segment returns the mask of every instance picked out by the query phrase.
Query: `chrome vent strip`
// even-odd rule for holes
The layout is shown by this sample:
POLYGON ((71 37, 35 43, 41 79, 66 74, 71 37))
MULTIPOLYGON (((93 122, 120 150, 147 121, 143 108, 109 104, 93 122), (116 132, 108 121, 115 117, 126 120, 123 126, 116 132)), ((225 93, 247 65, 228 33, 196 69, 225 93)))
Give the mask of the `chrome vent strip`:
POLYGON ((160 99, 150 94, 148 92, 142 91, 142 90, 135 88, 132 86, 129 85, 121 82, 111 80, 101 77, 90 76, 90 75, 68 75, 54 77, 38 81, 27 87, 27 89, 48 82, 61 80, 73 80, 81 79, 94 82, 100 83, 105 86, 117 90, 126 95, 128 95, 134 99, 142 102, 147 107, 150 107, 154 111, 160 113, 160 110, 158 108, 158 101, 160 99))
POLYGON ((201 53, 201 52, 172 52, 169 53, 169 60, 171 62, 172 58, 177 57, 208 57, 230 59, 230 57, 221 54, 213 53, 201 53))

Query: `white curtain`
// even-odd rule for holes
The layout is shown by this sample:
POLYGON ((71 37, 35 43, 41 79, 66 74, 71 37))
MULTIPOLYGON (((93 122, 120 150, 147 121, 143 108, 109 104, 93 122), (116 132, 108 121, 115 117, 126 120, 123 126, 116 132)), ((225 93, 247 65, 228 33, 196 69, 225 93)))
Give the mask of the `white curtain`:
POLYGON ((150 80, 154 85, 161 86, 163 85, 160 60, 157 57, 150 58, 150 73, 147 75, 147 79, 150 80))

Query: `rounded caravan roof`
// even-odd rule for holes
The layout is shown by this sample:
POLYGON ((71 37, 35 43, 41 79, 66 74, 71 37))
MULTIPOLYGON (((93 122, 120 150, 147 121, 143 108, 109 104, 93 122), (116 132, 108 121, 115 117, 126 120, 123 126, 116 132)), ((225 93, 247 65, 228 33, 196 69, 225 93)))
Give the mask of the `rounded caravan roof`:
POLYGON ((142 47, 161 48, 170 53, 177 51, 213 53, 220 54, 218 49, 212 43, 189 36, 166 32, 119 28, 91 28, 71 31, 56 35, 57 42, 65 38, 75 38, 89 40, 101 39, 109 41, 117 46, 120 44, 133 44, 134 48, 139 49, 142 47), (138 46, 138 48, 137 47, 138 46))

===============

● Task goal:
Reproduce all of the material above line for line, without changing a single character.

● Correct response:
segment returns the mask of every instance picked out by the query phrase.
Query: `chrome vent strip`
// even-odd rule for holes
The layout is shown by this sample:
POLYGON ((71 37, 35 43, 41 79, 66 74, 71 37))
MULTIPOLYGON (((93 122, 120 150, 147 121, 143 108, 109 104, 93 122), (116 132, 108 121, 115 117, 126 120, 123 126, 116 132)), ((225 93, 247 65, 228 33, 196 69, 225 93)))
Give the mask of the `chrome vent strip`:
POLYGON ((160 99, 150 94, 148 92, 142 91, 142 90, 135 88, 132 86, 129 85, 121 82, 111 80, 101 77, 90 76, 90 75, 68 75, 54 77, 38 81, 27 87, 27 89, 48 82, 61 80, 73 80, 81 79, 94 82, 100 83, 105 86, 117 90, 126 95, 128 95, 134 99, 142 102, 147 107, 150 107, 154 111, 160 113, 160 110, 158 108, 158 101, 160 99))
POLYGON ((201 53, 201 52, 172 52, 169 53, 169 60, 171 62, 172 58, 177 57, 208 57, 230 59, 230 57, 221 54, 213 53, 201 53))

Query: `white curtain`
// even-odd rule for holes
The layout is shown by this sample:
POLYGON ((71 37, 35 43, 41 79, 66 74, 71 37))
MULTIPOLYGON (((93 122, 120 150, 147 121, 143 108, 109 104, 93 122), (116 132, 108 121, 115 117, 126 120, 123 126, 116 132)), ((225 93, 247 65, 228 33, 196 69, 225 93)))
Give the mask of the `white curtain`:
POLYGON ((150 80, 154 85, 161 86, 163 85, 160 60, 157 57, 150 58, 150 73, 147 75, 147 79, 150 80))

Query: `rounded caravan roof`
// even-odd rule for holes
The layout is shown by this sample:
POLYGON ((71 37, 35 43, 41 79, 66 74, 71 37))
MULTIPOLYGON (((93 122, 120 150, 147 121, 143 108, 109 104, 93 122), (116 132, 108 121, 115 117, 126 120, 123 126, 116 132)), ((225 93, 247 65, 228 33, 196 69, 225 93)))
Give the mask of the `rounded caravan roof`:
POLYGON ((142 47, 161 48, 170 53, 177 51, 213 53, 220 54, 218 49, 212 43, 189 36, 166 32, 119 28, 91 28, 71 31, 56 35, 57 42, 65 38, 75 38, 89 40, 101 39, 109 41, 117 46, 120 44, 133 44, 134 48, 139 49, 142 47), (138 46, 138 48, 137 47, 138 46))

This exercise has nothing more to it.